Output the material from the line with "instance of the sky" up to and including the line with "<point>172,469</point>" as a two-column CSV with the columns instruction and output. Each row should pair a passage beginning "Annotation guideline" with the answer that follows it, with each in a single quoted field and line breaks turned into spaces.

(Records from a data collection)
-- Begin --

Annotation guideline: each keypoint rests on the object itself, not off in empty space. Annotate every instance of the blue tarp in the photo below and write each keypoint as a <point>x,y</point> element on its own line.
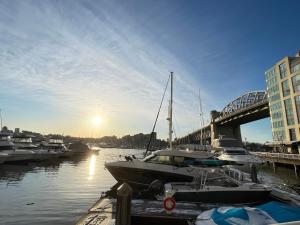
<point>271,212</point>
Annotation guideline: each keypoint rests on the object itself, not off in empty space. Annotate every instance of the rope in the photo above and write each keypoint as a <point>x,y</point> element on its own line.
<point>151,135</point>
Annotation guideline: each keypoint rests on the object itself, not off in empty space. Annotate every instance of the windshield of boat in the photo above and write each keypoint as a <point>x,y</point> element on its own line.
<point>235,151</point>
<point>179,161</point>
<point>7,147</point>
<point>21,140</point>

-- End --
-- Begin --

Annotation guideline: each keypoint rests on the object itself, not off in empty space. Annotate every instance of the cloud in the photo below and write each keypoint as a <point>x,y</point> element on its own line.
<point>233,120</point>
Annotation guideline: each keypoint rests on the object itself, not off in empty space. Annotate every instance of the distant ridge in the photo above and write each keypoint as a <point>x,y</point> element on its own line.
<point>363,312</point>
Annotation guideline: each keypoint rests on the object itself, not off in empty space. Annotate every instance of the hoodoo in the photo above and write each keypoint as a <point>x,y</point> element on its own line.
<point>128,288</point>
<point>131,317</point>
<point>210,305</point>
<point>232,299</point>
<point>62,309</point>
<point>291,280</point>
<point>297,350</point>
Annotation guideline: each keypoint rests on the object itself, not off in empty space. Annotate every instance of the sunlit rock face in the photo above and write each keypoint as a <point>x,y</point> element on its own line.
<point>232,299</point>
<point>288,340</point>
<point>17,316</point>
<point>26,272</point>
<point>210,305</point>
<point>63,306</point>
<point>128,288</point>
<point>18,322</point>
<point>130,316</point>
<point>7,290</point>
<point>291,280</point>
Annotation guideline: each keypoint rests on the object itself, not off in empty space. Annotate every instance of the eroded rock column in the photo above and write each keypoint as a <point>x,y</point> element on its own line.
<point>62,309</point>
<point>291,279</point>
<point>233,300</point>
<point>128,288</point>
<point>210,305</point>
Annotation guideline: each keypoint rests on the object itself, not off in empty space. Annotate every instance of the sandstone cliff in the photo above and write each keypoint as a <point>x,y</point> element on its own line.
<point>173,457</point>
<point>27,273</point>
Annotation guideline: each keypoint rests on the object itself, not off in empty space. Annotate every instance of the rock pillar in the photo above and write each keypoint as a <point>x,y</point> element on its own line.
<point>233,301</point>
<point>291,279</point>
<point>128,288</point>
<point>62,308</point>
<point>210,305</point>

-- End --
-- Begin --

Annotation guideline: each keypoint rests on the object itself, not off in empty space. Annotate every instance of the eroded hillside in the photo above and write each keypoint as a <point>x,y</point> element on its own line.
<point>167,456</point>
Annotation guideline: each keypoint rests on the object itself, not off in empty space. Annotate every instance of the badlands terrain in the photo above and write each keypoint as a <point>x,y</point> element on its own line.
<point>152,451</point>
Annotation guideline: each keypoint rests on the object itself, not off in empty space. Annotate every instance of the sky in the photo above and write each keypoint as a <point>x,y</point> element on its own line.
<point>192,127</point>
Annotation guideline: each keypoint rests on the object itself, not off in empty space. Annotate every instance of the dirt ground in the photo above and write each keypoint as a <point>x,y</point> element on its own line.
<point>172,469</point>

-- End --

Answer to the task>
instruction,output
"Annotation guideline: each keypoint rests on the object itself, not off in empty space. Annotate every instance of the sky in the photo above and write each keypoint as a <point>x,y</point> element on its own line.","<point>192,127</point>"
"Annotation guideline: each keypoint rests on the object itself, not off in empty space. Annotate every instance of the dirt ground in the photo above and write each keypoint as a <point>x,y</point> element on its own line.","<point>172,469</point>"